TASK OBJECTIVE :: From the line containing "red-tinted leaf cluster." through the last line of the data, return those lines exactly as written and nothing more.

RECORDS TO USE ::
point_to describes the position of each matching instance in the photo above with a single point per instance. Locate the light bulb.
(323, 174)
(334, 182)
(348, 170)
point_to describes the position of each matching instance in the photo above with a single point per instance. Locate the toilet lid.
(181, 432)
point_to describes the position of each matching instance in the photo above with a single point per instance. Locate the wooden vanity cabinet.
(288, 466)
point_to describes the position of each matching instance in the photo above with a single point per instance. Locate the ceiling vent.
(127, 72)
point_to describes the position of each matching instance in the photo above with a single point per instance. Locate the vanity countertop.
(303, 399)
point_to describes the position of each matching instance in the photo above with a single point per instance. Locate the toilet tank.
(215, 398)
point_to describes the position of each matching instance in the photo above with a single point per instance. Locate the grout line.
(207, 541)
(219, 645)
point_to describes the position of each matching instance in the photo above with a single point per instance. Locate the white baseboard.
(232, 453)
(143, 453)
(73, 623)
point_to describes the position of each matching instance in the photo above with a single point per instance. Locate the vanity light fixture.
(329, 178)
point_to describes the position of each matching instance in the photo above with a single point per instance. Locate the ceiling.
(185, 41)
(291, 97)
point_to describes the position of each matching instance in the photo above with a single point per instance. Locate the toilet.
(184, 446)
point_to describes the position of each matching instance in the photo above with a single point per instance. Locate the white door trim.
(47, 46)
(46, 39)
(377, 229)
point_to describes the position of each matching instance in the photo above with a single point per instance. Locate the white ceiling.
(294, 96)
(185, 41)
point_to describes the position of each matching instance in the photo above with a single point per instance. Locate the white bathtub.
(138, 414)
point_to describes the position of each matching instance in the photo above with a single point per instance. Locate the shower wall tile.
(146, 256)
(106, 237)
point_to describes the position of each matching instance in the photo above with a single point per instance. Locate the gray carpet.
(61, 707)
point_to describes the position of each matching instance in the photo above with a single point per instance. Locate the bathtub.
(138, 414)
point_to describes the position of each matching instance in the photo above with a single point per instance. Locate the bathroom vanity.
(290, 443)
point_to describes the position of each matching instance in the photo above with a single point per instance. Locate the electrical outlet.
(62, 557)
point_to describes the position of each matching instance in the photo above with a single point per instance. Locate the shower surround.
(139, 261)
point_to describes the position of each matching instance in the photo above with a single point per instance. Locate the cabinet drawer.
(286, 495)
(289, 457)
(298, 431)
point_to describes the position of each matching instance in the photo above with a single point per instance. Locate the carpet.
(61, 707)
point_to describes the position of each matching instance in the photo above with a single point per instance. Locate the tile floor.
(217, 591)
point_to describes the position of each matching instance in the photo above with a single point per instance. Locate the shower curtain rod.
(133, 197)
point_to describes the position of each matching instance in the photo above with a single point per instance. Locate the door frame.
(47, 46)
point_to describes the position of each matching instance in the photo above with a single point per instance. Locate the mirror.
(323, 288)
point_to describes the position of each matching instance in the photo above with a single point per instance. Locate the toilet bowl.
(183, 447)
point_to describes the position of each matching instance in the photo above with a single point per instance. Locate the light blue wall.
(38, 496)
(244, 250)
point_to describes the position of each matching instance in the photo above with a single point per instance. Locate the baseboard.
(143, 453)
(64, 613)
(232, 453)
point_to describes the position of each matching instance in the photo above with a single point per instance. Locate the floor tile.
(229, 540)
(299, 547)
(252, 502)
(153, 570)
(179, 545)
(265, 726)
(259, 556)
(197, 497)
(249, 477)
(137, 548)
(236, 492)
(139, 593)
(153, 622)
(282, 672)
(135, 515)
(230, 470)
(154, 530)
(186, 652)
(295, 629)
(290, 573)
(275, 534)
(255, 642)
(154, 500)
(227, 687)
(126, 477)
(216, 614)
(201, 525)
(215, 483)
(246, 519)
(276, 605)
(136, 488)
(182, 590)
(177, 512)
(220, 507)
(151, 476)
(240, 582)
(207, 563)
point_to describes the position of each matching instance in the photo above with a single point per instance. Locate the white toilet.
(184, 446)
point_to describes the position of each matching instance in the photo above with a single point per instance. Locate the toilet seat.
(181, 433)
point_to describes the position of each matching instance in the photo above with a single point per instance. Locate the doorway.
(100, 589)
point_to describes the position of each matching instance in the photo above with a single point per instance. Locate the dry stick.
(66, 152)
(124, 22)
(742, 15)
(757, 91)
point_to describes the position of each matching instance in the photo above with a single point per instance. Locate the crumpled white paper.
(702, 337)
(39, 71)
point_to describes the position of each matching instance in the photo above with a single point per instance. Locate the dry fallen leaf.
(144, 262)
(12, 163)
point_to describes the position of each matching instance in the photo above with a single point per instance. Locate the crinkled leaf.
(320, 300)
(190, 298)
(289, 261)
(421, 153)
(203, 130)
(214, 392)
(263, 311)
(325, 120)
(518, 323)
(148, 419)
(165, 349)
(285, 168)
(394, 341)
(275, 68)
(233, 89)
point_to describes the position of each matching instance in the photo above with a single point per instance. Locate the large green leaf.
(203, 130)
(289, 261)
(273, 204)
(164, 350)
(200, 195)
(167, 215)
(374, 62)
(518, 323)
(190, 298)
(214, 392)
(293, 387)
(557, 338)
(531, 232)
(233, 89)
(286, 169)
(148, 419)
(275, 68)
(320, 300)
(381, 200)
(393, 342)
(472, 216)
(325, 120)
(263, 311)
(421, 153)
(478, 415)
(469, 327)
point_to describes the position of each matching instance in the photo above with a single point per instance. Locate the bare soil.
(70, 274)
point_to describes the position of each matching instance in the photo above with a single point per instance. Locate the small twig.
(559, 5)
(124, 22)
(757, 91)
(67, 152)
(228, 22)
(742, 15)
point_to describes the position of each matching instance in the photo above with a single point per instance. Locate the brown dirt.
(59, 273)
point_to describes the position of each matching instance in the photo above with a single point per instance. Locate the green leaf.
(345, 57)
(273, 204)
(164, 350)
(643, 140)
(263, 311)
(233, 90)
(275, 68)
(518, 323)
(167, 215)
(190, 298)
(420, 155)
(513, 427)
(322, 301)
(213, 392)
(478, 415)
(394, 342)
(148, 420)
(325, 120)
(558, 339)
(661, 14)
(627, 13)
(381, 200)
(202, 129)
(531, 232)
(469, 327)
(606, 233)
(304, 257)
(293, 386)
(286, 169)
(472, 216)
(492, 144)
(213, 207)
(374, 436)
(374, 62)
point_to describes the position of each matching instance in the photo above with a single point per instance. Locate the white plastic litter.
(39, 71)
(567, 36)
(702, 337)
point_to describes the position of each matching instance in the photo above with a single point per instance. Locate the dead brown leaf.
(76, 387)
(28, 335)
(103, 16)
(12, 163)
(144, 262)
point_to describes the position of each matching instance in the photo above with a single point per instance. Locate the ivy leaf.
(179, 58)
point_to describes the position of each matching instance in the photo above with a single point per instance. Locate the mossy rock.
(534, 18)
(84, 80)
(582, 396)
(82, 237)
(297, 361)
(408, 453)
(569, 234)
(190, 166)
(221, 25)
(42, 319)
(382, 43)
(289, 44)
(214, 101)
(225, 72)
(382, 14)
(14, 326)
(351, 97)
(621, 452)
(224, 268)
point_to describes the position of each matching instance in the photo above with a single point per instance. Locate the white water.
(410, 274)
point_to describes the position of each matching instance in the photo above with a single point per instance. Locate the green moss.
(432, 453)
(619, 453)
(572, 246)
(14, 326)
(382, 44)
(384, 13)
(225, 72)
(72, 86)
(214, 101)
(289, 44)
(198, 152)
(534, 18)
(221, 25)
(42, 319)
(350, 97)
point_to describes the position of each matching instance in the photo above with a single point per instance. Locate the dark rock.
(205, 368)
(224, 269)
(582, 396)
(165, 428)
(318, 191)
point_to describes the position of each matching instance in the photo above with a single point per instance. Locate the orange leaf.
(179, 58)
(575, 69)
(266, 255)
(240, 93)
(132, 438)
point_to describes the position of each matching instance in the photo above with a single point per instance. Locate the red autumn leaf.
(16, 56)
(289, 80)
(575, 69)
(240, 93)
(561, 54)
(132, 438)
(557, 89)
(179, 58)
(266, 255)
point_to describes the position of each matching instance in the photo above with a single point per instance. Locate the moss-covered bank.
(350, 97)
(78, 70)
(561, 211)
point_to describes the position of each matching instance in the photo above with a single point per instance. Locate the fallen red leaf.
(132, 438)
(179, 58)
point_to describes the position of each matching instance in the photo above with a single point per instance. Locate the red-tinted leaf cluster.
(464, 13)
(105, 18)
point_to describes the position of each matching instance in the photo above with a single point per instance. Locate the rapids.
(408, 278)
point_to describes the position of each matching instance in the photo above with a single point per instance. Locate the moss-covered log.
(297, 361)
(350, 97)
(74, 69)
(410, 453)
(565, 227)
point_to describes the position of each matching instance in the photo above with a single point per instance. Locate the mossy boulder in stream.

ANSWER FOR THE TASK ::
point_to describes the position of each matching instance in the photo above with a single point per instance. Locate the red-tinted leaf cluster.
(464, 13)
(105, 18)
point_to describes the position of each matching instance in the photo above with a single point per instance. Locate the rapids.
(408, 278)
point_to describes the position of each matching instance in the photo above with a single point per instance. Locate the moss-covered log.
(297, 361)
(350, 97)
(74, 69)
(410, 453)
(565, 227)
point_to describes the position of each matching instance in the photo above with a single point per instance. Locate the mossy boulder in stream.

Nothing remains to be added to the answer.